# Task a
In the installation guide, how long should you hold the reboot button on the back of the server if the system gets stuck?
··· Page
Here is a step-by-step installation video.

Tips

  1. In the image above, the three innet machines' hostname are alpha, beta and gamma. You can change them to whatever you like.
  2. Sometimes the system may get stuck when reboots after completing installation, in such rare cases, just press the reboot button on the back of the server for more than 10 seconds and restart the system.
  3. During the installation, we need configured network of losalamos with eth1 and we don't need to configure the network of three innet machines during the install process. Thus when installing Ubuntu on the three innet machines, you can either chose eth0 or eth1 during network configuration step, and it will eventually show "network auto configuration failed", just ignore and continue.
  4. You probably want to install the OpenSSH during installation, so that you can then connect to the server using terminal in your own laptops. If you choose not to update the server automatically when you install the server, you might need to install the OpenSSH using sudo apt-get install openssh-server. If you still cannot install OpenSSH, please refer to Here.
  5. The openssh-server should be installed on all of the four machines for ssh to function properly, try apt-get update before install openssh-server.
  6. losalamos should have access to the internet already after installation. Using ping google.com or ping + other known IP address to check the connection.
  7. You need to choose unmount the disk partition before installation step. Choose the guided use entire disk, if there is multiple partition selections, just take the default one. If you get a note like this: "Note that all data on the disk you select will be erased, but not before you confirm that you really want to make changes. Select disk to partition:" and select "SCSI3 (2,0,0) (sda) - 72.7 GB DELL PERC 5/i"

Notice: during the entire process (even after you finish this part), you’d better not reboot any of the four machines after you have done with following establish subnet steps, otherwise you may lose your network connection and need to install the OS once again (Welcome for the notes if you could solve this problems without reinstalling OS). There are two ways, which is DHCP and static IP, to setup connection between losalamos and the other threes machine alpha, beta and gamma. Static IP is easier and safer, so the following step instruction is based on static IP method. If you want to use DHCP, please refer to the instruction below the Steps part.

Steps

  1. Connect servers physically, through the switch and network adapter ports on each machine. That is, connect the gray ethernet cables from each machine to the switch (small white box at the top corner of the server rack).
······
# Task b
Arrange the rows as a Markdown table with the columns No. and Line, numbering each line and skipping blank lines. Begin at the line of the rows that has "Please put a dot on every instance of the dark jacket" and stop after the line that has "<point>945,246</point>".
··· Provided information
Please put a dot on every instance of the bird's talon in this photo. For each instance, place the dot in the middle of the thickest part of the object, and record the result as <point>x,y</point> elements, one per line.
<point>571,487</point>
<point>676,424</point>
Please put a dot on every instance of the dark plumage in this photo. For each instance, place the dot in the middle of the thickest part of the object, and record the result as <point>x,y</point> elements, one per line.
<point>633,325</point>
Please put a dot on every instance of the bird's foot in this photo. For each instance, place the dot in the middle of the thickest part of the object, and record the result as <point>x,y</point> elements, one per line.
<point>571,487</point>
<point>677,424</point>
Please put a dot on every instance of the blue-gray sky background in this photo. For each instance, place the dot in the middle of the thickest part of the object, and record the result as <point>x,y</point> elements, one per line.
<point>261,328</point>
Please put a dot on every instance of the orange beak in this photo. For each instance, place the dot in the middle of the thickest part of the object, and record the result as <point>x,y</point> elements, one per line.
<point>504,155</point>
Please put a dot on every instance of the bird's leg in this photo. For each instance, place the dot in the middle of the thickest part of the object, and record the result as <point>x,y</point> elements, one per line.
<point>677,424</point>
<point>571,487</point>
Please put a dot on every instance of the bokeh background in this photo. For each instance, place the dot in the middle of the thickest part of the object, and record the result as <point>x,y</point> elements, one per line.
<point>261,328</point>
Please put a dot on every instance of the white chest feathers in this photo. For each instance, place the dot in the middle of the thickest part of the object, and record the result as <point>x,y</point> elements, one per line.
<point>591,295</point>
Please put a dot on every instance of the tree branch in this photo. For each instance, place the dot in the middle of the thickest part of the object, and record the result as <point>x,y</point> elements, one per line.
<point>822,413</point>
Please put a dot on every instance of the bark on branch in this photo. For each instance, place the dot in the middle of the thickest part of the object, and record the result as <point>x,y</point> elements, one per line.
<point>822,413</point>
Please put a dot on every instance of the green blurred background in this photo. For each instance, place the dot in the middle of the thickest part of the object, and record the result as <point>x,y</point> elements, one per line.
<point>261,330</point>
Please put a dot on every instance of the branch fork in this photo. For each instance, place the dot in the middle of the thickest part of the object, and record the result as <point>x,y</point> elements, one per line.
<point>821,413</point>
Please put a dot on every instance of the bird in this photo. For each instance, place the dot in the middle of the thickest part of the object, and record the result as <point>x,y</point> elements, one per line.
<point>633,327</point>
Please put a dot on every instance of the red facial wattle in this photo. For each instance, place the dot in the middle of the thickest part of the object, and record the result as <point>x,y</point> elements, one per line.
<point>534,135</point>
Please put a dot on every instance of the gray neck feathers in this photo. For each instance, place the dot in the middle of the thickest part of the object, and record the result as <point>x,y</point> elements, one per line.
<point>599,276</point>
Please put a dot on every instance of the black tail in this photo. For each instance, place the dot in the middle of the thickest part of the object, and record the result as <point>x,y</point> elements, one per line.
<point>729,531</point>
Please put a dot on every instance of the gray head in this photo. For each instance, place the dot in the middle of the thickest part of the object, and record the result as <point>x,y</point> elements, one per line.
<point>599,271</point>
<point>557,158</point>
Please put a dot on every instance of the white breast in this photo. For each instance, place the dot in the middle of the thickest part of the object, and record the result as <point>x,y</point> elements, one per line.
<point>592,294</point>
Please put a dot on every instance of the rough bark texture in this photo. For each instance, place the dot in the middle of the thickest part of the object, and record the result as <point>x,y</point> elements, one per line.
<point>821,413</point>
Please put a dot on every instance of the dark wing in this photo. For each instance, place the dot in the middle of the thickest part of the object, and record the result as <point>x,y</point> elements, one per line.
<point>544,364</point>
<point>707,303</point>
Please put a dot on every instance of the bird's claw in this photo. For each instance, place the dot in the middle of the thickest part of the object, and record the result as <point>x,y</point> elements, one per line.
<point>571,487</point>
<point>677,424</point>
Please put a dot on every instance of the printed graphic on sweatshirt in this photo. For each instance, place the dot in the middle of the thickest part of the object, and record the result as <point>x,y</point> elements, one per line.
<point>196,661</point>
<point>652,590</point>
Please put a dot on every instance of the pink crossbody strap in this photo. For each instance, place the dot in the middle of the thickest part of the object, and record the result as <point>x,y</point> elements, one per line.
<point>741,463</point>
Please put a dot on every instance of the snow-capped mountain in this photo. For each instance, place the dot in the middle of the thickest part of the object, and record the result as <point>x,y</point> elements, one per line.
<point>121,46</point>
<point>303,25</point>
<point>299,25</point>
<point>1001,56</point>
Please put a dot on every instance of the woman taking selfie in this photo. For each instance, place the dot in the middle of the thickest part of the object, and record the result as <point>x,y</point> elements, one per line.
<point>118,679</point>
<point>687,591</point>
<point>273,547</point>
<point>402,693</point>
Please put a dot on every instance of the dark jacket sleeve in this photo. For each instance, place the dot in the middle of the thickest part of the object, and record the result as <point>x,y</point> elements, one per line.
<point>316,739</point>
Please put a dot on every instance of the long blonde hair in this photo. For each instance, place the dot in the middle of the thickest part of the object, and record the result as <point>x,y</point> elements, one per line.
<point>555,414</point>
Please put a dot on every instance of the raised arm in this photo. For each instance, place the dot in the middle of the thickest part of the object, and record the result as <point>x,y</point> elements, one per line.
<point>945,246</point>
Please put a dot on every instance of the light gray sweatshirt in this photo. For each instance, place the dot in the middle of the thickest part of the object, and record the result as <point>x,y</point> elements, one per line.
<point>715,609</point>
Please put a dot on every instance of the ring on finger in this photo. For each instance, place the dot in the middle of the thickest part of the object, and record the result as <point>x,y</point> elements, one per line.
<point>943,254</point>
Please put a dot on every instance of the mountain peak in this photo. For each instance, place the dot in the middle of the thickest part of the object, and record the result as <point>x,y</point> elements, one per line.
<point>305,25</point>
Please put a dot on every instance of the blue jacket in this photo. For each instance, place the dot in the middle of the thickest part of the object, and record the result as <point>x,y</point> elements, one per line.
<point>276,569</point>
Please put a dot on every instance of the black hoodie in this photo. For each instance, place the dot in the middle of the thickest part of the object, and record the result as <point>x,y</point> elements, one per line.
······
# Written reply a
More than 10 seconds.

# Written reply b
| No. | Line |
|---|---|
| 1 | Please put a dot on every instance of the dark jacket sleeve in this photo. For each instance, place the dot in the middle of the thickest part of the object, and record the result as <point>x,y</point> elements, one per line. |
| 2 | <point>316,739</point> |
| 3 | Please put a dot on every instance of the long blonde hair in this photo. For each instance, place the dot in the middle of the thickest part of the object, and record the result as <point>x,y</point> elements, one per line. |
| 4 | <point>555,414</point> |
| 5 | Please put a dot on every instance of the raised arm in this photo. For each instance, place the dot in the middle of the thickest part of the object, and record the result as <point>x,y</point> elements, one per line. |
| 6 | <point>945,246</point> |